### EXERCISE INPUTS ###

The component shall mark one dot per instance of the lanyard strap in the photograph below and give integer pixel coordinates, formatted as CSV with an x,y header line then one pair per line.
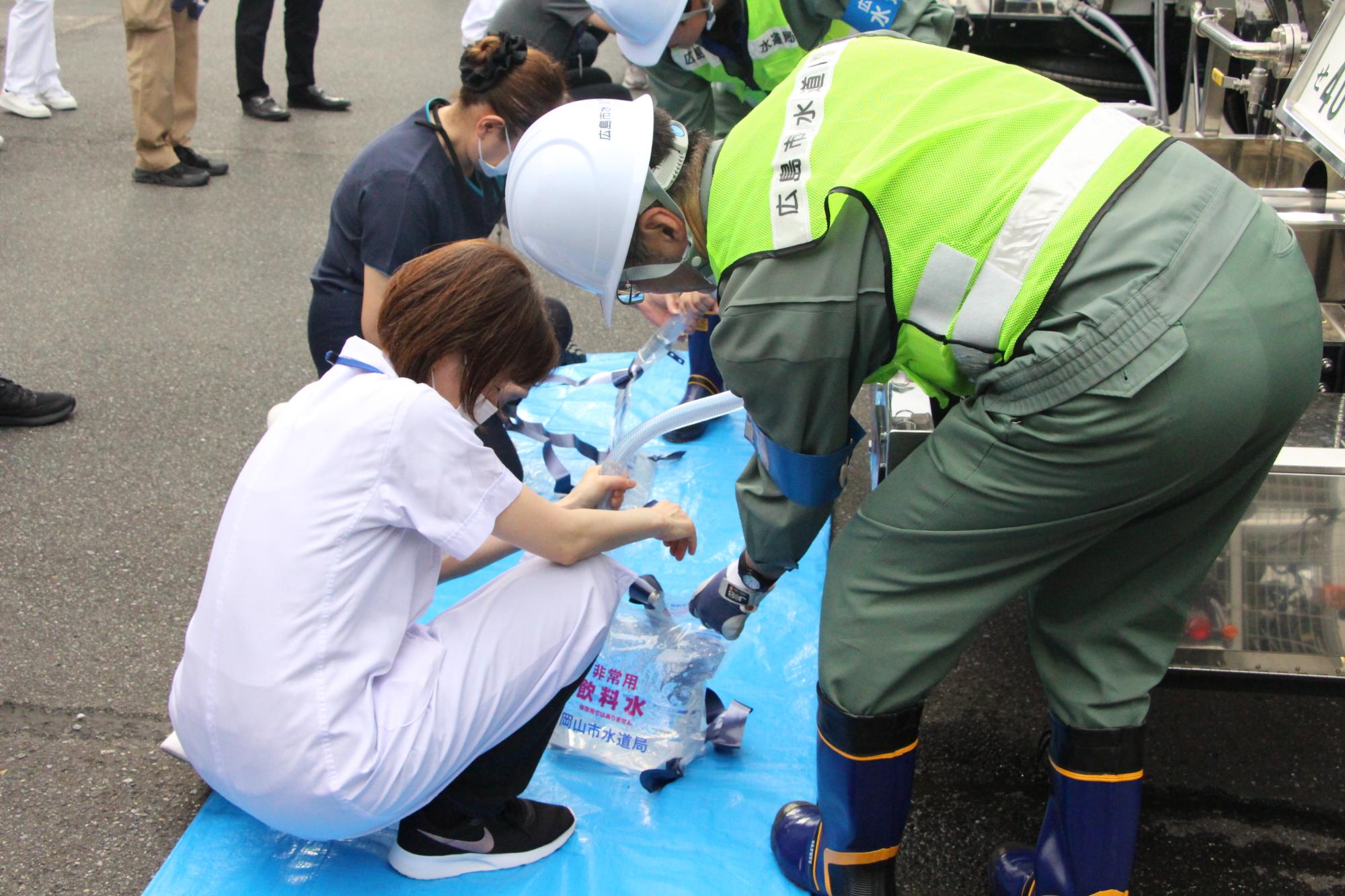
x,y
333,358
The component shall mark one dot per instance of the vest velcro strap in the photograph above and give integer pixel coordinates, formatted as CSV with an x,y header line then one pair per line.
x,y
942,287
988,304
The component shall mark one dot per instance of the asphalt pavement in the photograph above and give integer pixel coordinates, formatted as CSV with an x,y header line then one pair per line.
x,y
177,318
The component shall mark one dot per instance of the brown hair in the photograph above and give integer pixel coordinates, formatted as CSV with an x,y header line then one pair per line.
x,y
520,83
685,189
475,299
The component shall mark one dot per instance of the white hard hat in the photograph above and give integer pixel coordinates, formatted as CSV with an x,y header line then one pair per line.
x,y
575,186
644,28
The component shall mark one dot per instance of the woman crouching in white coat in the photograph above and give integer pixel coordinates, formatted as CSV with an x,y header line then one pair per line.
x,y
309,694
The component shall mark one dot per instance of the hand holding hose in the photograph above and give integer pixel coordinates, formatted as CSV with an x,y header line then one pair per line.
x,y
675,529
595,486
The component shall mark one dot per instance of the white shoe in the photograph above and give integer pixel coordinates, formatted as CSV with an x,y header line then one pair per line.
x,y
24,106
59,99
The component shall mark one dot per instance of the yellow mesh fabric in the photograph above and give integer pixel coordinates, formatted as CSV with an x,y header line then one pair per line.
x,y
941,143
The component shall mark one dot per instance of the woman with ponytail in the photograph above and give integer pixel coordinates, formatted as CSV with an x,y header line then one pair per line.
x,y
435,178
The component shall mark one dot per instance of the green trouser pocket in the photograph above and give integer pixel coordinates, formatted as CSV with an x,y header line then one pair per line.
x,y
1145,366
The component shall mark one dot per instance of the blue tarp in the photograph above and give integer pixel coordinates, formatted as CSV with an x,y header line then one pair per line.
x,y
708,831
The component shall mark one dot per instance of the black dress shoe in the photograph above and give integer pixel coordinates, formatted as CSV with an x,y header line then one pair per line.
x,y
193,159
697,386
314,97
266,108
181,175
22,407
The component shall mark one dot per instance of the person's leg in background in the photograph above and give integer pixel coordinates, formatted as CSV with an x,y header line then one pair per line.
x,y
302,19
28,56
50,89
516,651
186,67
188,64
151,64
251,28
302,25
704,378
22,407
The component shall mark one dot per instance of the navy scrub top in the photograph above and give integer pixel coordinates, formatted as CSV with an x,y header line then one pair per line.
x,y
401,198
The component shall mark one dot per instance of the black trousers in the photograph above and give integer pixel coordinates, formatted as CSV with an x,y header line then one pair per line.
x,y
498,775
251,44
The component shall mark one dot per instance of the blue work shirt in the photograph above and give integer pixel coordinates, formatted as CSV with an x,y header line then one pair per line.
x,y
400,198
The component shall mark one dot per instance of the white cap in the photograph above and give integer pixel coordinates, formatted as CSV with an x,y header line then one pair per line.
x,y
644,28
575,188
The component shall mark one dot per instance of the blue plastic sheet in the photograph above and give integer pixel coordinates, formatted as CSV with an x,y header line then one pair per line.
x,y
708,831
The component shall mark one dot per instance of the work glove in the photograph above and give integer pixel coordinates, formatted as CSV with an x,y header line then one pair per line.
x,y
193,7
726,599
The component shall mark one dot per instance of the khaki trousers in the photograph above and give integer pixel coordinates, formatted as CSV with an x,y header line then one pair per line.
x,y
162,61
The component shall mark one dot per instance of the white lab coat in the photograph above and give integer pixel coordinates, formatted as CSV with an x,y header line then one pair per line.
x,y
307,693
30,53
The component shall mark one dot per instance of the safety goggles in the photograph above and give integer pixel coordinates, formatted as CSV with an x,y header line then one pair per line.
x,y
708,10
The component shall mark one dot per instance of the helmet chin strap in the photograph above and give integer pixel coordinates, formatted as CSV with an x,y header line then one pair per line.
x,y
656,193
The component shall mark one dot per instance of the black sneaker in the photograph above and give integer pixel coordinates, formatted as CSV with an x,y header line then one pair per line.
x,y
181,175
521,834
193,159
22,407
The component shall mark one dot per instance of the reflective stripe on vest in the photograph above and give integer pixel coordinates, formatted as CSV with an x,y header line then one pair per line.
x,y
1040,208
773,48
981,178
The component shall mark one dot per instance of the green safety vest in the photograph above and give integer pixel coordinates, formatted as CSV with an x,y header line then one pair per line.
x,y
983,178
771,44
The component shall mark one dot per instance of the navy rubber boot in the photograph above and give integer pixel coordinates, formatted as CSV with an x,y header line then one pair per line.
x,y
1087,841
847,842
705,378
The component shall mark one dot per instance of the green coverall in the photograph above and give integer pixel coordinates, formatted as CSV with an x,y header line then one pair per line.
x,y
695,101
1100,473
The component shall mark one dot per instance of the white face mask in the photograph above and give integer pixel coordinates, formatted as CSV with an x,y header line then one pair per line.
x,y
481,413
498,170
484,411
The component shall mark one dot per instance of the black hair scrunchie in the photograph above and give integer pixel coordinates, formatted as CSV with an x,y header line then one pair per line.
x,y
512,53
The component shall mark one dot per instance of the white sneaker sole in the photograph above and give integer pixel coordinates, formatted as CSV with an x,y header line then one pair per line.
x,y
41,112
442,866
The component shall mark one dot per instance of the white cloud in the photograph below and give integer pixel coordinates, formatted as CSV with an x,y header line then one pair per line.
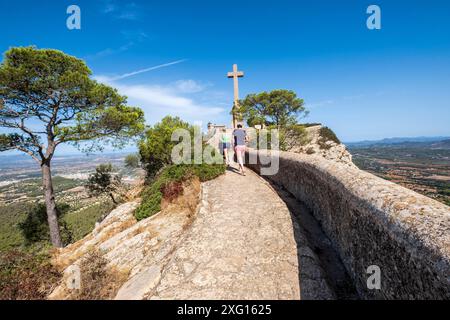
x,y
189,86
127,75
320,104
158,101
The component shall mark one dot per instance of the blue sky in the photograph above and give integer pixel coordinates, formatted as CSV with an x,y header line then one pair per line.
x,y
364,84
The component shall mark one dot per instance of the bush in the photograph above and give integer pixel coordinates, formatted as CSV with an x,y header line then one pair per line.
x,y
27,275
166,185
104,181
327,134
156,149
35,226
289,137
132,161
82,222
98,282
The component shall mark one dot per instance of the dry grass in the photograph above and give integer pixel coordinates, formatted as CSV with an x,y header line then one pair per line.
x,y
27,276
98,281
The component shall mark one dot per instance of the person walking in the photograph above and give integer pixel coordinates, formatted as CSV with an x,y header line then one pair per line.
x,y
240,140
225,145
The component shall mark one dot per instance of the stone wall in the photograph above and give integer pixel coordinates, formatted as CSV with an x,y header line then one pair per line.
x,y
374,222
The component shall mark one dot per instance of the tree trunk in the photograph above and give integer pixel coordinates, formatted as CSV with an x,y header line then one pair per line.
x,y
113,199
52,215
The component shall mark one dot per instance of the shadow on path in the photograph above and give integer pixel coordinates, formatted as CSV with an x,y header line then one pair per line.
x,y
334,272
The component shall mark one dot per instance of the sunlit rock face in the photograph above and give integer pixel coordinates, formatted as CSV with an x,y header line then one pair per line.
x,y
327,149
371,221
132,248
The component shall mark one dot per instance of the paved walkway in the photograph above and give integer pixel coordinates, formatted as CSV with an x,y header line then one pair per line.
x,y
242,245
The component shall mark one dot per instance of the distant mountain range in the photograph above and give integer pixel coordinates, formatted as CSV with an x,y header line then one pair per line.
x,y
429,142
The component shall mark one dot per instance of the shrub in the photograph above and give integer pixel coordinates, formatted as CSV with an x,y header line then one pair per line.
x,y
82,222
156,149
327,134
104,181
290,136
27,275
98,281
35,227
132,161
167,183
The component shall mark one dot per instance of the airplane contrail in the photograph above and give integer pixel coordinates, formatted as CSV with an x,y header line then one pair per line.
x,y
126,75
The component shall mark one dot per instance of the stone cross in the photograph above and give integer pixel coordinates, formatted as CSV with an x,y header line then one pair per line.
x,y
235,75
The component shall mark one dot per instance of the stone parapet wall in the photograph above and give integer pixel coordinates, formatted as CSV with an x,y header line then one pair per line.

###

STATED TASK: Extract all the entries word for word; omit any pictures.

FULL ANSWER:
The component shall mark one dot per instance of the lanyard strap in the photograph below and give integer pixel coordinates, formatted as CSV with an x,y header line then one pair per line.
x,y
333,358
The component shall mark one dot per instance of the vest velcro strap in the photograph above and give integer pixel coordinates, formatted as CSV with an x,y header line then one pair per line.
x,y
942,287
988,304
The component shall mark one dot per instance of the asphalt pavement in the photograph above and give integer pixel coordinates, formatted as CSV with an x,y header line then one pair per line.
x,y
177,318
The component shall mark one dot per instance of the brown hair in the photograph above and give integer pixel coordinates, formatted as CSV with an x,y header line then one pair per line.
x,y
520,83
685,189
475,299
The component shall mark one dot per instance of the white hard hat in the photograph above and give integer pixel coordinates, formatted as CSV with an x,y header line then one pair per line.
x,y
575,186
644,28
The component shall mark one dot per instance of the woman crouching in white coat in the photograph above and give integer pixel coordinates, formatted as CSV with an x,y header line then one pair per line.
x,y
309,694
The component shall mark one dot per instance of the hand holding hose in the photograph above and give integer pixel coordinates, formatted as CSV with an x,y header line then one pair per line.
x,y
675,529
595,486
The component shall mark one dot per instance of the white shoe in the photograph above and give integer pixel coordinates, formatted as CSV with an x,y header line then one pair per line.
x,y
24,106
59,99
The component shall mark one dot per instance of the yellow mesh fabric in the photograph above and give integer pixel coordinates, formatted as CSV with an x,y header line then one pair per line.
x,y
941,143
The component shall mark one dot per instance of the woman with ponytail in the photograph above and give integer pixel coordinates, formatted as CSV with an x,y header line then one pair per line.
x,y
435,178
The component shall mark one dot per instance of the green trouser pocket in the photograph above and give integer pixel coordinates, formatted as CSV with an x,y header line then one pair per line.
x,y
1145,366
The component shall mark one dot per instance of the blue tarp in the photograph above and give integer pixel coordinates, formatted as CSV with an x,y header line then one pair per line.
x,y
708,831
The component shall mark one dot per instance of the black dress shoe in the photograph above and give integer pixel coordinates, formatted as CSV with an x,y header line then one pair per line.
x,y
193,159
697,386
314,97
266,108
181,175
22,407
The component shall mark one dot per instance of the person's leg in background in the photograph above and give integer pixel coordinates, formatted as CSV with an x,y header line then one pair per line.
x,y
302,19
28,56
50,89
516,651
186,67
188,64
151,64
251,28
302,25
704,378
22,407
The component shall mark one dot per instance of the navy scrub top in the photograph above and give integer pixel coordinates, formatted as CSV with an x,y header line then one pair per line.
x,y
401,198
The component shall mark one dot per instance of the black trousers in the photograph above and give integer pixel coordinates, formatted as CSV with an x,y header line then one pair per line.
x,y
498,775
251,44
The component shall mark one dot per instance of the blue work shirt in the photograph above and give integer pixel coordinates, formatted as CSV with an x,y header line then one pair per line.
x,y
400,198
The component shall mark one dot per instance of the white cap in the photograph above and give integer pixel coordinates, formatted as CSV with an x,y header line then one pair per line.
x,y
644,28
575,188
The component shall mark one dot per instance of the blue plastic sheet in the photograph above and give integer pixel coordinates, formatted as CSV with an x,y header line then one pair per line.
x,y
708,831
The component shall mark one dot per instance of the work glove in the photograph above and give integer pixel coordinates, formatted as CSV with an x,y header line then one pair per line.
x,y
193,7
726,599
The component shall mark one dot per instance of the khaki trousers in the photograph above and give integer pixel coordinates, formatted as CSV with an x,y header line then one pair per line.
x,y
162,61
The component shall mark one dot per instance of the white lab coat in the photograph above and give integer pixel coordinates, formatted as CSV with an x,y header line then one pair per line.
x,y
307,693
30,53
The component shall mark one dot per instance of the safety goggles in the photograph above and give integer pixel coordinates, formatted as CSV with an x,y header line then one pair per line.
x,y
708,10
The component shall mark one dot per instance of the helmet chin strap in the photograph above and give integer pixel coordinates, formatted as CSV with an x,y header line then one pair per line.
x,y
656,193
The component shall mark one dot per instance of the black sneaker in the photograph above and give integer pixel coordinates, formatted as CSV with an x,y header line then one pair per line.
x,y
181,175
521,834
193,159
22,407
The component shall mark one dot per instance of the reflective stripe on vest in the photograph above and give integer pixel coordinates, formatted as CSV with an x,y header line then one pair per line.
x,y
1040,208
773,48
981,178
The component shall mark one dot per instance of the green safety vest in the photograph above and give integer pixel coordinates, formatted as CSV with an x,y header line then one pair per line.
x,y
983,178
771,44
The component shall mark one dot per instance of the navy rubber boot in the photograph above and give integer pixel coordinates, formatted as CSV with an x,y header line then one pair per line.
x,y
1087,841
847,842
705,378
The component shall mark one dot per instance of the green coverall in the photograph above and give integer pixel coordinates, formatted as CSV with an x,y header line then one pair per line.
x,y
695,101
1100,473
The component shall mark one dot per instance of the white face mask in the photograph above and give integer pixel coordinates, formatted as CSV with an x,y header line then one pair per line.
x,y
481,413
498,170
484,411
The component shall mark one dot per instance of the black hair scrunchie in the photograph above and give integer pixel coordinates, formatted as CSV with an x,y header line then one pair per line.
x,y
512,53
The component shall mark one dot per instance of the white sneaker sole in the photograph above and give integer pixel coordinates, formatted as CSV with an x,y header line then one pair per line.
x,y
41,112
442,866
The component shall mark one dot per instance of the white cloud in the photograph below and give integer pixel coordinates, formatted as CSV with an x,y header line then one pair per line.
x,y
189,86
127,75
320,104
158,101
The component shall mark one dot per instance of the blue sky in the photograph above and give integer pixel coordinates, formatted as CSV with an x,y header line then one pair per line.
x,y
364,84
The component shall mark one dot per instance of the bush in the photograph above and give integer pixel coordinates, formatted as CSV with an x,y header line then one pair per line.
x,y
27,275
166,185
104,181
327,134
156,149
35,226
289,137
132,161
82,222
98,282
The component shall mark one dot per instance of the dry grass in the photograph above and give integer pixel coordinates, formatted as CSV with an x,y header line then one pair per line.
x,y
27,276
98,281
The component shall mark one dot per instance of the person walking in the photograph above and give integer pixel coordinates, formatted as CSV with an x,y header line then one pair per line.
x,y
240,140
225,145
The component shall mark one dot per instance of the stone wall in the photograph above and give integer pixel coordinates, formatted as CSV with an x,y header line then one pair per line.
x,y
374,222
The component shall mark one dot per instance of the tree trunk in the photograph above and give integer pixel coordinates, formatted as CSV with an x,y header line then one pair per line.
x,y
113,199
52,215
The component shall mark one dot per instance of the shadow on path in the photograph above and give integer pixel coordinates, formatted as CSV with an x,y header line then one pair per line.
x,y
334,272
The component shall mark one dot per instance of the sunlit rock face in the photograph above and give integer pixel coordinates, formatted as CSV with an x,y header line then one pair per line.
x,y
327,149
371,221
132,248
The component shall mark one dot per instance of the paved walkway in the photograph above and give integer pixel coordinates, formatted as CSV with an x,y header line then one pair per line.
x,y
242,245
The component shall mark one dot per instance of the distant mountain range in the photograph above and give integer pixel coordinates, formatted as CSV with an x,y header line then one pair per line.
x,y
429,142
The component shall mark one dot per instance of the shrub in the photograph above and give integer pixel coordinates, formatted as CSV with an x,y header line then one pair per line.
x,y
82,222
156,149
327,134
104,181
290,136
27,275
98,281
35,227
132,161
167,183
The component shall mark one dot per instance of the airplane contrail in the photograph above and give integer pixel coordinates, formatted as CSV with an x,y header line then one pair per line.
x,y
126,75
The component shall mark one dot per instance of the stone cross in the photograph above and give integer pixel coordinates, formatted as CSV with an x,y header line then one pair per line.
x,y
235,75
The component shall mark one dot per instance of the stone parapet wall in the photograph above and give integer pixel coordinates, formatted as CSV with an x,y header line then one pair per line.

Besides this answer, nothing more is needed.